- **Supplied material**:
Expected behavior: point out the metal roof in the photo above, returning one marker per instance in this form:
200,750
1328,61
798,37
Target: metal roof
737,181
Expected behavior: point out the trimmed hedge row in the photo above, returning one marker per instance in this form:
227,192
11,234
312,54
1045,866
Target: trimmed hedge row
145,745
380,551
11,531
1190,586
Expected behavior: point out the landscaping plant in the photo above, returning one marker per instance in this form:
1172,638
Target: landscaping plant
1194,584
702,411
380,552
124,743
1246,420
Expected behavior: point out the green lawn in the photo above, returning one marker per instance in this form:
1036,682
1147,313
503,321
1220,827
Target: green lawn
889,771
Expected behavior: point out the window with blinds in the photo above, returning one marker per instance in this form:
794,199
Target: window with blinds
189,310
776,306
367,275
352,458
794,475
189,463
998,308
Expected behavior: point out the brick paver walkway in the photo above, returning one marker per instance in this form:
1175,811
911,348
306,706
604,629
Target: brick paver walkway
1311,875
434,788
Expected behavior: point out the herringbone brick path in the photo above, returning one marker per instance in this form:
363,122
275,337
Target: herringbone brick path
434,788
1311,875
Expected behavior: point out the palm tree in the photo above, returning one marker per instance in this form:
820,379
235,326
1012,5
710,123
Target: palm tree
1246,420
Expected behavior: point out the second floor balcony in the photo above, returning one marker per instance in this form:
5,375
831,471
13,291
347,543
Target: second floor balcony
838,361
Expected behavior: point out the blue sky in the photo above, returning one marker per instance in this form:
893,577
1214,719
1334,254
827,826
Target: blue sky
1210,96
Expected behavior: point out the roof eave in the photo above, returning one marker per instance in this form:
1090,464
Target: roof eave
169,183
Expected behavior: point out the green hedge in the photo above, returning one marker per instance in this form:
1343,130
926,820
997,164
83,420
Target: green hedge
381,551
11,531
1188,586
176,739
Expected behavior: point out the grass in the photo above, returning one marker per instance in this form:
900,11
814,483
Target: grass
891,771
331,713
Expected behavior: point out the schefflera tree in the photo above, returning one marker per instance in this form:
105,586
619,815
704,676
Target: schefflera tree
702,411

- **Job**: Reproduce the final stretch of the data above: every line from the one holding "Expected behavior: point out the landscaping" through the end, inclusive, exactly as written and nothing else.

- **The reply**:
Expected behavior: point out the landscaping plant in the photo above, returning one marker per instance in this form:
1172,638
Target: landscaping plant
1194,584
702,411
380,552
124,743
1246,420
Expected behavior: point out the green lawn in the photo above, returning one marker per instance in this form:
1036,682
1147,313
503,321
1220,827
Target: green lawn
889,771
Expected behavior: point out the window with blinds in the photo above, returning one marker per instance in this form:
794,199
Target: window with blinds
189,310
776,306
367,275
352,458
794,475
189,463
998,308
Expected behavior: point out the brick paver walkway in the photo above, returning one marker per instance in this form:
1175,811
911,348
306,706
604,629
Target: brick paver walkway
1311,875
434,788
Expected behavior: point out the herringbone brick path in the photo above, returning one marker per instance in this form:
363,122
275,337
Target: herringbone brick path
434,788
1311,875
Expected behavior: point out the palm tree in the photo above, returning one marker per instance in this form:
820,379
235,326
1012,5
710,123
Target: palm tree
1246,420
Expected behavior: point out the second floor balcony in the photo above, returning one marker per instance in this form:
5,375
831,471
13,291
347,543
Target: second floor balcony
838,361
Expected behavior: point out the blue sky in the photo above, returning one marker per instance in this form:
893,577
1214,719
1334,254
827,826
Target: blue sky
1210,96
Expected behavior: point out the roof eave in the photo above, returning one marker per instance in this form:
1090,464
Target: roof eave
169,183
Expected behavior: point out the green hedge in the photo above, returning one marker per instance in this form:
1343,130
926,820
997,164
83,420
Target: green hedge
381,551
11,531
1188,586
176,739
Expected behavior: point out the grass in the photo above, returning one marker per instance in this form:
900,11
814,483
Target: grass
891,771
331,713
Expected behavior: point out the schefflera tree in the photo above, returning one marker per instance in this form:
105,586
619,815
704,676
Target: schefflera tree
702,411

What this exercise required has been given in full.